## Objet de l'exercice
Dans le texte sur la situation politique en France et en Europe, comment le chômage en Espagne se compare-t-il à celui de la France ?

***** Texte fourni

A/ Une analyse erronée de la situation ne peut pas fonder une orientation cohérente

(…) En France, la situation politique est plus proche de celle des autres pays européens que des révolutions démocratiques d’Amérique latine ou des pays arabes : des mobilisations sociales vigoureuses — mais défensives — cohabitent avec une gauche atone et une extrême droite offensive, sur fond de désengagement électoral de larges fractions populaires.

Le mouvement des « indignados » espagnols, au-delà de certaines particularités (une austérité brutale, un chômage qui est plus du double de la France et qui bouche l’horizon de la jeunesse par exemple), s’inscrit dans les diverses mobilisations qui secouent successivement différents pays d’Europe suite à la crise et à ses conséquences sur les populations. Il confirme ce que nous venons de vivre en France avec le mouvement des retraites, ce qui s’est passé en Grèce ou au Portugal face aux plans d’austérité brutaux, ce qui s’était passé en Grande Bretagne et ailleurs. Et d’autres mouvements similaires peuvent surgir dans toute l’Europe. Ces mouvements disent le refus de mesures injustes et brutales. Ils expriment une prise de consciences des méfaits du néo-libéralisme. Ils manifestent le rejet « des banquiers et des politiciens ». Ils indiquent une aspiration à la justice et à la démocratie, c’est-à-dire à un autre partage des richesses et à la maîtrise par les citoyens de leur avenir. C’est un point d’appui décisif pour combattre le néo-libéralisme et ouvrir des perspectives et il faut être au cœur de ces mouvements et encourager leur développement.

Mais ces mouvements butent sur la question de la perspective politique alternative que, dans la plupart de ces pays, ils ne sont pas en capacité de résoudre à court terme vu la faiblesse de la gauche de transformation et la difficulté pour que, dans ces conditions, l’irruption sociale se transforme en construction politique. Parce qu’il y a un véritable saut qualitatif pour se hisser à la hauteur d’un « projet » et d’une « force » pour le porter. Parce qu’il s’agit de rien moins que de construire une perspective et une organisation à même de se substituer à l’effondrement des partis communistes et à la débâcle des social-démocraties comme outils de transformation/dépassement du capitalisme. (…) Il faut pour dépasser ces difficultés un travail politique spécifique, et cela prendra du temps pour faire émerger le mouvement social dans le politique et le structurer. C’est de cela que nous devrions discuter concrètement en termes de stratégie. (…)

B/ La réalité de la situation française : des mobilisations sociales vigoureuses, mais qui échouent ; un rejet du libéralisme croissant, mais une conscience obscurcie des alternatives ; une progression de l’abstention et du FN inquiétantes.

**********
***** Données brutes

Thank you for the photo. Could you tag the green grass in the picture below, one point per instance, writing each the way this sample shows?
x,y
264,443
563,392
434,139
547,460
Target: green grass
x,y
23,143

**********
***** Données brutes

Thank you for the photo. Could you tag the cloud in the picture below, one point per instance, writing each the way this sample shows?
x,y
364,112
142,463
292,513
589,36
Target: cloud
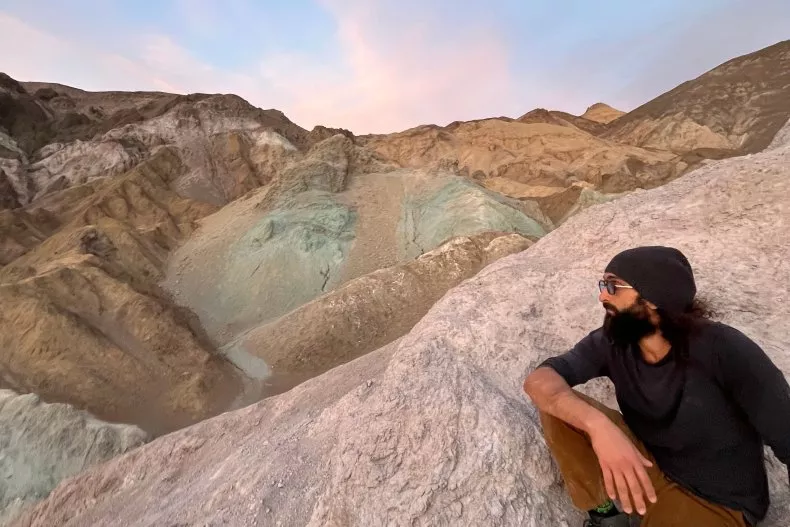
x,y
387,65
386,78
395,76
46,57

**********
***** Données brutes

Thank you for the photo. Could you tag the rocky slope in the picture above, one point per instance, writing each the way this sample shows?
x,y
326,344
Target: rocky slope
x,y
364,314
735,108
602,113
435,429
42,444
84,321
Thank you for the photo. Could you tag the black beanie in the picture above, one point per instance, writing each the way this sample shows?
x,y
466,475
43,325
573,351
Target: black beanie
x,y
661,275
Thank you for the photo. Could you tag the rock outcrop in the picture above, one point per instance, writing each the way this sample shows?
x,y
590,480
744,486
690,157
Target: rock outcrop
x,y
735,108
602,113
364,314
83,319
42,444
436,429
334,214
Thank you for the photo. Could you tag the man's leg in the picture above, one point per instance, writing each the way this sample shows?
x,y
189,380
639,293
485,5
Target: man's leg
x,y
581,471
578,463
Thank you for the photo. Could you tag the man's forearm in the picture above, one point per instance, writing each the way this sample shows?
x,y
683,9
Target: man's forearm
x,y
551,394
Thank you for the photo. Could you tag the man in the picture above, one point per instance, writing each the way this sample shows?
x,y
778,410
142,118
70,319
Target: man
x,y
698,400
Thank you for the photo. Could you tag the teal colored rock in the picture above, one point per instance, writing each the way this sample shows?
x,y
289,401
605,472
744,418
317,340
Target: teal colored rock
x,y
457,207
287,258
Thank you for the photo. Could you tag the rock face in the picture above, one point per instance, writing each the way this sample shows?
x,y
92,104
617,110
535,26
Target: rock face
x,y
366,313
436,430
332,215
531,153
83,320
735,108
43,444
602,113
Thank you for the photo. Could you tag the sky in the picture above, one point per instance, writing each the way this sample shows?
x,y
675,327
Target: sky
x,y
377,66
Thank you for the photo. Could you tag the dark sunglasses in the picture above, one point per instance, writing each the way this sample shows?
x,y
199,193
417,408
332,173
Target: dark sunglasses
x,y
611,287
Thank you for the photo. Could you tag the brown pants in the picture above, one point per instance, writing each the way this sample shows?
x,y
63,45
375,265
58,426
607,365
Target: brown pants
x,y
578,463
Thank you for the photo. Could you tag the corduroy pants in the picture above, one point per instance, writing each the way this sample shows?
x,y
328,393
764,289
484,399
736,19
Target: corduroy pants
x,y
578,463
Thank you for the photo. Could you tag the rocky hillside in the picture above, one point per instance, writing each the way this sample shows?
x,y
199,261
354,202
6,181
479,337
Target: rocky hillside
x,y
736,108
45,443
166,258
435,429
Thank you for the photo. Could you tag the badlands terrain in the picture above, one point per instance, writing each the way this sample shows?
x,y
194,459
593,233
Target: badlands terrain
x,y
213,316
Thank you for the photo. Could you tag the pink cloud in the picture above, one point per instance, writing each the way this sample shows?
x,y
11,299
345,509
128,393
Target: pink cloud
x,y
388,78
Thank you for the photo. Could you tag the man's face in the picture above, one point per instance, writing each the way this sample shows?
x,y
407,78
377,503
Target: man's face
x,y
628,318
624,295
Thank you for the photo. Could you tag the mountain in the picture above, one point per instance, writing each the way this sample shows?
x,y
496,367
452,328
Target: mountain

**********

## Réponse complète
Il est plus du double de celui de la France.